Provided data:
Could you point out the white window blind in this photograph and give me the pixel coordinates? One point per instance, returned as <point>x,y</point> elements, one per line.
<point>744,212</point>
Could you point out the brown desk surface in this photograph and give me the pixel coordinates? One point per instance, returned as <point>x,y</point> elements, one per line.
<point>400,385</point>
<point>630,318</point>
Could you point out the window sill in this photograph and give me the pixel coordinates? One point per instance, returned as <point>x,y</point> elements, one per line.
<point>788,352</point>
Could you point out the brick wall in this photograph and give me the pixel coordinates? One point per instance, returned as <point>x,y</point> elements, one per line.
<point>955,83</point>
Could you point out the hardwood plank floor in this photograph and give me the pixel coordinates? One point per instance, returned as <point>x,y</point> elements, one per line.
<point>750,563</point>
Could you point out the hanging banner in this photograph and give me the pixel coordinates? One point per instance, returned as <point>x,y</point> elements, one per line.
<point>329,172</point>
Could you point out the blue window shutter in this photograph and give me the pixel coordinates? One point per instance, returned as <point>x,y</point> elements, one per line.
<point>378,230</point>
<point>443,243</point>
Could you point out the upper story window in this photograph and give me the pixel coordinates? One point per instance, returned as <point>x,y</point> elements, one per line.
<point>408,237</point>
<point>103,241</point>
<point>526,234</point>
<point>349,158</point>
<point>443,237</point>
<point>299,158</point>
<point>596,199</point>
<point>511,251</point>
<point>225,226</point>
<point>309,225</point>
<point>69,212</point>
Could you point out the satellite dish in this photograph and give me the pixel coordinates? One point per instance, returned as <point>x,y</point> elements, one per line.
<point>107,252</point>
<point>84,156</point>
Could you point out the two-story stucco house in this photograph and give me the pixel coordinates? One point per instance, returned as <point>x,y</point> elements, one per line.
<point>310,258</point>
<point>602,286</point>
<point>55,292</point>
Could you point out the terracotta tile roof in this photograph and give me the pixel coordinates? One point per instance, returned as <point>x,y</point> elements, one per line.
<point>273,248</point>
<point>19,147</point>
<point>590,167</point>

The exercise:
Copy every line of the listing above verbatim, in its original order.

Worked answer:
Could you point out the white window blind in this photograph and give me the pixel coordinates? One point per instance, returned as <point>x,y</point> elements, one per line.
<point>744,212</point>
Could you point out the brown desk surface in this photograph and give me the pixel coordinates? One point per instance, returned as <point>x,y</point> elements, one per line.
<point>400,385</point>
<point>630,318</point>
Could you point out the window sill in this photograph and give me the pixel coordinates? One point per instance, returned as <point>x,y</point> elements, one per line.
<point>788,352</point>
Could you point out the brick wall in this photograph and give me the pixel coordinates? One point per instance, returned as <point>x,y</point> elements, one per line.
<point>955,83</point>
Could you point out the hardwood plank floor in this photograph and give me the pixel coordinates? One point per instance, returned as <point>x,y</point> elements, one per line.
<point>750,563</point>
Could you point out the hanging banner in this photograph and give me the pixel coordinates? One point per instance, returned as <point>x,y</point> elements, one per line.
<point>329,172</point>
Could you point out the blue window shutter in this photograph and give me the pixel coordinates? One point per instance, returned as <point>x,y</point> elements, one per line.
<point>378,230</point>
<point>443,243</point>
Could you point out the upper story window in this photograph and give me the pixel coordinates? One point per instance, returned as <point>x,y</point> elements, one per line.
<point>408,237</point>
<point>103,241</point>
<point>526,234</point>
<point>349,158</point>
<point>443,237</point>
<point>299,158</point>
<point>596,199</point>
<point>511,251</point>
<point>225,226</point>
<point>309,225</point>
<point>69,212</point>
Could you point out the satellite dish in this photograph and give me the pixel coordinates? One point per instance, returned as <point>x,y</point> elements, one per line.
<point>107,252</point>
<point>84,156</point>
Could you point out the two-story stucco house in this photograph and give me the pixel coordinates? One point per instance, returned as <point>x,y</point> elements, one per line.
<point>310,258</point>
<point>602,286</point>
<point>55,292</point>
Could you point out the terracotta tile roof in this photograph and give me the pixel coordinates? One point per instance, returned as <point>x,y</point> elements, one per line.
<point>273,248</point>
<point>19,147</point>
<point>590,167</point>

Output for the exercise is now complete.